• _About this task_
The material below should be copied line for line, please, with pictures omitted.

• _Records provided_
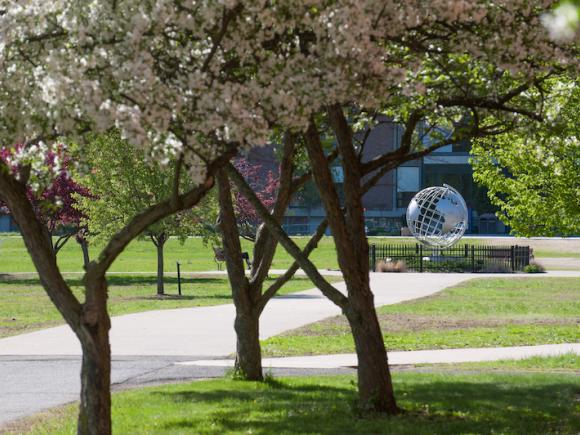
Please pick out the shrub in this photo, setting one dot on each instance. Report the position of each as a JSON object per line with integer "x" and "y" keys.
{"x": 534, "y": 267}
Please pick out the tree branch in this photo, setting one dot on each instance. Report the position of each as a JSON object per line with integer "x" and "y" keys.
{"x": 405, "y": 147}
{"x": 325, "y": 287}
{"x": 152, "y": 215}
{"x": 289, "y": 274}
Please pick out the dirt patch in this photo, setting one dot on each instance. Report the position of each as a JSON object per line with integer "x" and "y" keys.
{"x": 413, "y": 323}
{"x": 548, "y": 244}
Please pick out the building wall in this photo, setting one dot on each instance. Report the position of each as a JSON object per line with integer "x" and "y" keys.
{"x": 386, "y": 203}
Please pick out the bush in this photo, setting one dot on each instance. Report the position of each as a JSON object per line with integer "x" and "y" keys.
{"x": 534, "y": 267}
{"x": 391, "y": 266}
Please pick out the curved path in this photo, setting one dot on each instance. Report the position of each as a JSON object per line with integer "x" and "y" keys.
{"x": 40, "y": 370}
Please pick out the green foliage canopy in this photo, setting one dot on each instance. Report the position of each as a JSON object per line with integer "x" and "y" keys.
{"x": 533, "y": 173}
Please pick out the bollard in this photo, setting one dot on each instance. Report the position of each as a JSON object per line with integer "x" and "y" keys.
{"x": 178, "y": 279}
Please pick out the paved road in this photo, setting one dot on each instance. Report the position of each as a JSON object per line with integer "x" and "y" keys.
{"x": 208, "y": 331}
{"x": 440, "y": 356}
{"x": 41, "y": 369}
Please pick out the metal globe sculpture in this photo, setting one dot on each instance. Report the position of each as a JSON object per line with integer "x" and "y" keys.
{"x": 437, "y": 216}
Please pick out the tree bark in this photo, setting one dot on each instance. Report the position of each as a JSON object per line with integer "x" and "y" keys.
{"x": 159, "y": 241}
{"x": 375, "y": 385}
{"x": 347, "y": 224}
{"x": 85, "y": 248}
{"x": 248, "y": 352}
{"x": 245, "y": 295}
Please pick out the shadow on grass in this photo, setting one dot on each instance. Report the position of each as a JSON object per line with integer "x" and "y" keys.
{"x": 505, "y": 405}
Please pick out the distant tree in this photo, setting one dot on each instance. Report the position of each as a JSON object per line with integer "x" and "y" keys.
{"x": 533, "y": 173}
{"x": 123, "y": 182}
{"x": 55, "y": 201}
{"x": 265, "y": 184}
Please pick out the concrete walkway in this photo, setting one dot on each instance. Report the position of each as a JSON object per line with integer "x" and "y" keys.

• _Exercise response_
Please pick out the shrub in this photo, setting one dot on each instance. Report the position of each as a JSON object per line with integer "x" and "y" keys.
{"x": 534, "y": 267}
Please pick out the tree branch in this photo, setting one dot on each instance. Report the position of each as a JSON object per line with integer "x" and "y" keys.
{"x": 405, "y": 147}
{"x": 325, "y": 287}
{"x": 152, "y": 215}
{"x": 289, "y": 274}
Please pick out the dirt patch in this photo, setting one dot on each instance. Report the position of each as a JSON object per line with integer "x" and "y" keys.
{"x": 413, "y": 323}
{"x": 548, "y": 244}
Please pick out the building wall in this photo, setting one dot on each instance. Report the position of each as a JSON object per line with integer "x" and "y" keys.
{"x": 386, "y": 203}
Please pick out the bush in this photo, setting one dot on each instance. Report the position of each as a JSON object per line with integer "x" and "y" keys.
{"x": 534, "y": 267}
{"x": 391, "y": 266}
Please pick out the curved path in this photo, setting one dot on each instance. Report the position of each as a JSON object per line with integer "x" and "y" keys.
{"x": 40, "y": 370}
Please pick out the green foliage canopy in this photo, setting one dot on each instance. Report the position of each as a JSON object per line with integer "x" and "y" keys.
{"x": 533, "y": 173}
Please pick out the bollard in this photo, setting one dot on each instance. Report the position of each as a JSON object per line with integer "x" and "y" keys.
{"x": 178, "y": 279}
Please pick out the paved road in this photo, setting one dot on each instance. Report the position of each as a JSON object per line with integer "x" and "y" keys.
{"x": 208, "y": 331}
{"x": 440, "y": 356}
{"x": 41, "y": 369}
Please pick out the metal globe sculpture in this photo, setting one dot on each instance. Report the position of each as a JSON object per line with integer "x" and "y" keys.
{"x": 437, "y": 216}
Please pick out the tree bark in this photo, setting one dot on each instance. Report the position of each as a JSON object per line with integer "x" and "y" keys.
{"x": 159, "y": 241}
{"x": 375, "y": 385}
{"x": 347, "y": 224}
{"x": 85, "y": 248}
{"x": 248, "y": 352}
{"x": 245, "y": 295}
Please pick out the shadow on grass in this photo, setting one dot on each instance. Report the position of each as a JSON object per line with integer "x" and "y" keys.
{"x": 505, "y": 405}
Please pick out the distant tree in this photo, setting one dot on each instance. Report the position of each as a JSON object per line with integer "x" and "y" keys.
{"x": 533, "y": 173}
{"x": 123, "y": 182}
{"x": 55, "y": 201}
{"x": 265, "y": 184}
Please pick out the concrete walkway in this photo, setting one dot on each instance. Report the position of each as a JSON object per line with integer "x" and "y" keys.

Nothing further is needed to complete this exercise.